- _EXTRACT_
::::::::::

Yet Wolves have embraced the competition.

After beating Northern Ireland's Crusaders in their opening tie, they have since demolished Pyunik Yerevan - each of the 48 Wolves fans who made the 6,000-mile midweek round trip to Armenia's capital received a letter from captain Conor Coady - before being paired with Torino for a place in the group stage.

But the club's first European campaign in almost four decades has not been without the odd hiccup - despite five wins out of five.

Spanish winger Adama Traore arrived at the airport for the flight to Armenia without his passport and missed the first leg. It mattered little as Wolves triumphed 4-0 on their way to an 8-0 aggregate win.

One fan, die-hard supporter Steve Bishop, was only able to see the last 18 minutes of the match in Armenia after his flight was delayed.

But the novelty for the fans - and the potential the tournament offers for such an upwardly-mobile club - means the mood is one of positivity around Molineux.

::::::::::

- _RECORDS SHOWN_
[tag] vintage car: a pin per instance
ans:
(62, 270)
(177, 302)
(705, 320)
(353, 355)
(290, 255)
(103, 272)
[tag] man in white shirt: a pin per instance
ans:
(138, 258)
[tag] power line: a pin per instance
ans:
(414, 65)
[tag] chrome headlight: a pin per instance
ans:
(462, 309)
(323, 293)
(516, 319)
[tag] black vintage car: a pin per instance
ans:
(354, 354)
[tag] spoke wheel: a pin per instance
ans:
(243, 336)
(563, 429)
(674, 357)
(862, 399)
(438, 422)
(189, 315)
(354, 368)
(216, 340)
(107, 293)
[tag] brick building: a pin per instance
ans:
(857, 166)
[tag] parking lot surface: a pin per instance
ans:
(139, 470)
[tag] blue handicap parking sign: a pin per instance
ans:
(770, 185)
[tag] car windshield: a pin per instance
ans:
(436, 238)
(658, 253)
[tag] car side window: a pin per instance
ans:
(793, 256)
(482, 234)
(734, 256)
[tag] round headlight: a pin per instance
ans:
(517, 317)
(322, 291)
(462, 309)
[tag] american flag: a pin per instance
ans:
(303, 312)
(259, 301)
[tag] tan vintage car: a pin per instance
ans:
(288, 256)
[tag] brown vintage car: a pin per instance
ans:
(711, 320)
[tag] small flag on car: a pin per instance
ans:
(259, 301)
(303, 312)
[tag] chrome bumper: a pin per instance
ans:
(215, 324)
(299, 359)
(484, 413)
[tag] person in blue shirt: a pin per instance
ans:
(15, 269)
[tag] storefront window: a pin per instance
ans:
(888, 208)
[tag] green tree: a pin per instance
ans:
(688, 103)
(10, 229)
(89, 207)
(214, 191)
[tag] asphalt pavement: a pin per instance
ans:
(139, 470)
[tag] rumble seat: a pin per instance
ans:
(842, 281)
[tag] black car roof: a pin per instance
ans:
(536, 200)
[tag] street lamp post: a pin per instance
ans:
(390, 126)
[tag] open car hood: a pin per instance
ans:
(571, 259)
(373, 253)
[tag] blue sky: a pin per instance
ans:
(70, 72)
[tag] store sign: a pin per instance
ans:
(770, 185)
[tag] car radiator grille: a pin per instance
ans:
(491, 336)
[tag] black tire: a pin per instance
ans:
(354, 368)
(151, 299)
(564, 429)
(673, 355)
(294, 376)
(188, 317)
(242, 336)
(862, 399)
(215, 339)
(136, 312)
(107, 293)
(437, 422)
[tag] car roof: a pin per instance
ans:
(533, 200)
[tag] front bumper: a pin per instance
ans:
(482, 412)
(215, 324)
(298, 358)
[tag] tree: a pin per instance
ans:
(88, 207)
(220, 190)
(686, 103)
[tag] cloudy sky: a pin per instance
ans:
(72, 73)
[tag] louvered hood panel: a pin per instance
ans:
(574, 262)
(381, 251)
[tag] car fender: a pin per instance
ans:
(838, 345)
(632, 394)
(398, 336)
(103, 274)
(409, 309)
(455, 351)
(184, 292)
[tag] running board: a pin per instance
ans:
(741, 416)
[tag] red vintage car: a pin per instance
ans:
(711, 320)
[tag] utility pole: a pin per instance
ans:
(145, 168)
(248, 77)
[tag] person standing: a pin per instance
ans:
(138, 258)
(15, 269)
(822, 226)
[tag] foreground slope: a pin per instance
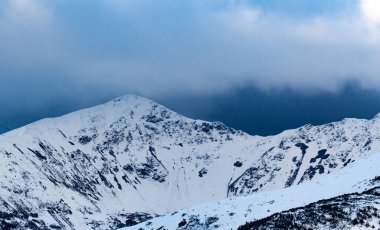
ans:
(129, 160)
(342, 200)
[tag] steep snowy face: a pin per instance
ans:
(129, 160)
(344, 199)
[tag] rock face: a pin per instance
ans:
(130, 160)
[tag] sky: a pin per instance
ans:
(283, 57)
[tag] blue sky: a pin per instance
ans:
(81, 53)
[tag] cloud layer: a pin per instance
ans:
(68, 49)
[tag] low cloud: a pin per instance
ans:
(61, 50)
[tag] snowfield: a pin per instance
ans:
(132, 160)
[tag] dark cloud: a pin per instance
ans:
(58, 56)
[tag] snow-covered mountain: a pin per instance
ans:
(130, 160)
(343, 199)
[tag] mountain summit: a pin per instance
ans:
(130, 160)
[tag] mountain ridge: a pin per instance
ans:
(86, 163)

::::::::::

- _ASSIGNED TASK_
In the text about Wolves' European campaign, who sent a letter to each of the 48 fans who made the round trip to Armenia's capital?

- _EXERCISE OUTPUT_
Captain Conor Coady sent each of them a letter.